## BEGIN Passage shown

Thursday, September 9, 2010

Number Crunching

Let's be frank - Orange is not, in the scheme of things, a thriving metropolis. Don't get me wrong, it doesn't need to be, and despite my promise to myself when I was 19 and first left my hometown that I would NEVER return, I've found over the last few years I've started to get pangs of nostalgia for the peace and quiet of Orange. I wonder sometimes, if I feel a bit crazy about all this, how must Ellie feel? Ellie is 18, from Orange as well, and this year also moved to New York to study dance at Julliard, one of the US' most prestigious arts schools.  She's pretty much finished school, moved from Orange to New York without the benefit of the buffer period I've enjoyed of moving to gradually larger cities (aside from a couple of years she spent at school in Sydney. Wish I'd done that, darn it). When I first met Ellie in Orange a few months ago however she seemed composed, more together than I was when I was 18, and completely serene about the fact that she was about to move to what is one of the great cultural centres of the world from (again, let's be perfectly frank) what is... um... not one of the great cultural centres of the world.

Lucky her. I was always worried about how I'd cope with the hustle and bustle of the big city because I'm a country boy at heart. So when Daniel invited me to visit him in little New Haven last weekend, I happily accepted.

He seems to be settling in alright (at the very least there's been no more vitriolic encounters with cab drivers or the police. Yet). After a couple of weeks in New York, it was kind of strange to be in a little country town again. New Haven is kind of like Orange - it's fresh and open with lots of great food and beautiful houses, but at night it can be a pretty dodgy and there's certain neighbourhoods you don't walk alone in unless you have a bunch of pesky money taking up valuable space in your wallet and you need some thoughtful mugger to take it off your hands.

When it came time to head back home I jumped on the train and choo-chooed my way two hours south back to Grand Central Station. As I stepped onto the platform there was no doubt I was back in New York - on the platform with me moving purposefully towards the station entrance were hundreds of people, all collected from the dozen or so stops between here and New Haven. "Shit", I thought. "All these people got on this train to come to New York on a random Sunday. This line has a train arriving every half hour on Sunday. On weekdays during peak-hour, this train runs every ten minutes. Hundreds upon hundreds of people commuting back and forth every freakin' day. That's nuts!"

## END Passage shown

(Short exercise): Please write the next part of the blog post about leaving Orange for New York, picking up after its final paragraph.

## BEGIN Entries shown

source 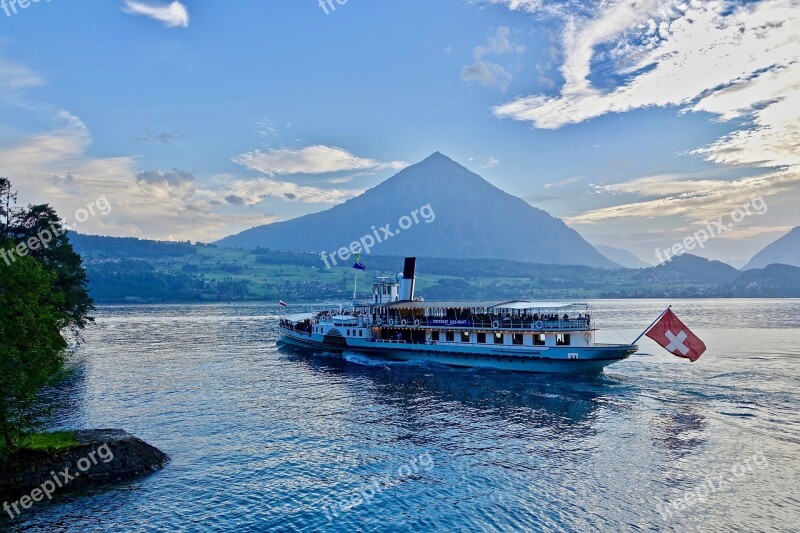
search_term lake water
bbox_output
[6,300,800,532]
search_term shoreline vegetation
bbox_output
[0,178,166,519]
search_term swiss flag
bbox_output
[647,309,706,363]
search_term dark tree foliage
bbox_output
[0,178,93,454]
[0,249,70,448]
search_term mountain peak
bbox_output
[742,226,800,270]
[219,152,617,268]
[411,151,461,167]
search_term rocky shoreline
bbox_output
[0,429,169,502]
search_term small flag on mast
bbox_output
[645,309,706,363]
[353,252,367,272]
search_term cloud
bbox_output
[472,26,525,60]
[0,58,44,91]
[565,169,800,224]
[135,168,196,200]
[233,145,407,176]
[122,0,189,28]
[131,129,184,144]
[544,176,583,189]
[494,0,800,164]
[489,0,800,247]
[461,26,525,92]
[217,178,363,207]
[461,61,514,92]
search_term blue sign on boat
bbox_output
[428,318,472,328]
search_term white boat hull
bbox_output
[280,329,637,374]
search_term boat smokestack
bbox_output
[398,257,417,301]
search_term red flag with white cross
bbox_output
[646,309,706,363]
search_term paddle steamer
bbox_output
[280,257,638,373]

## END Entries shown

(The result):
As my tiny mind reeled from considering the sheer numbers of people moving back and forth along this single train line out of hundreds of others in New York my fellow passengers and I entered Grand Central. Inside we joined thousands more people all either catching trains or leaving trains or greeting friends or seeing loved ones off or trying to sell shit to everyone else. And outside, unseen, were millions upon millions of other people determinedly, busily, relentlessly doing whatever it is people do in New York. 24 hours a day, 7 days a week, 365 days a year.

Suddenly, New York seemed to be impossible. How many people were outside the station? Where do they live? How do they all fit? How do they get their food? There's certainly no bloody farms here - there's barely even grass here. Where does their rubbish go? (A goodly proportion of it seems to end up on the sidewalk outside my house, but perhaps I'm being finicky). How the hell does it all operate? How can it even exist? Why doesn't this city just end up as a big, chaotic, stinking hole-in-the-ground, its inhabitants reduced to a sub-human scrabble for survival? (I mean more so than now. You know, without the musicals.)

I needed to know. So I did some comparative research. Orange has a population of about 38,000 people and takes up about 25 square kilometres of the Australian continent (I didn't actually find an official measurement on this, I just looked at Orange on googlemaps and held my thumb and forefinger against the scale and compared it to Orange on the map. It looks like about 25 square kilometres to me). Orange is a primary producer of quite a number of foodstuffs including pears, apples, stone fruit, animal produce, and of course, bucketloads of wine (but, as we all know, not oranges).

Orange is also the proud owner of Springhill airport, which cheerfully hosts 1,300 flights a year for about 60,000 passengers. It has 7 different bus routes, which can take you all the way from Warrendine to Blechington. All this food and transport and busy Orange-folk generate about 54,000 tonnes of rubbish every year, which ends up in the Ophir Road landfill (although during my research it turns out that this will fill up in about four years. Keep your eyes out for more news on this fascinating topic).

Conversely...

New York is home to about 19,500,000 people jammed into about 780 square kilometres (and Australia has a population of about 21,000,000). That means there's 25 people per square metre of New York. (Orange enjoys spacious luxury with each square metre being taken up by a mere 1.5 persons). Add to that the tourists that traipse up and down Times Square every day and the population swells an additional 8,600,000 a year, 420,000 of which are Aussies. To get there, these visitors and other travellers probably arrive and depart via one of the three international airports in New York, which hosts 1,360,000 million flights a year, welcoming or waving off 110,000,000 passengers. While in New York they probably take advantage of New York's famous subway, consisting of 24 routes servicing 468 individual stations to take the 1.58 billion individual commuters around the city annually.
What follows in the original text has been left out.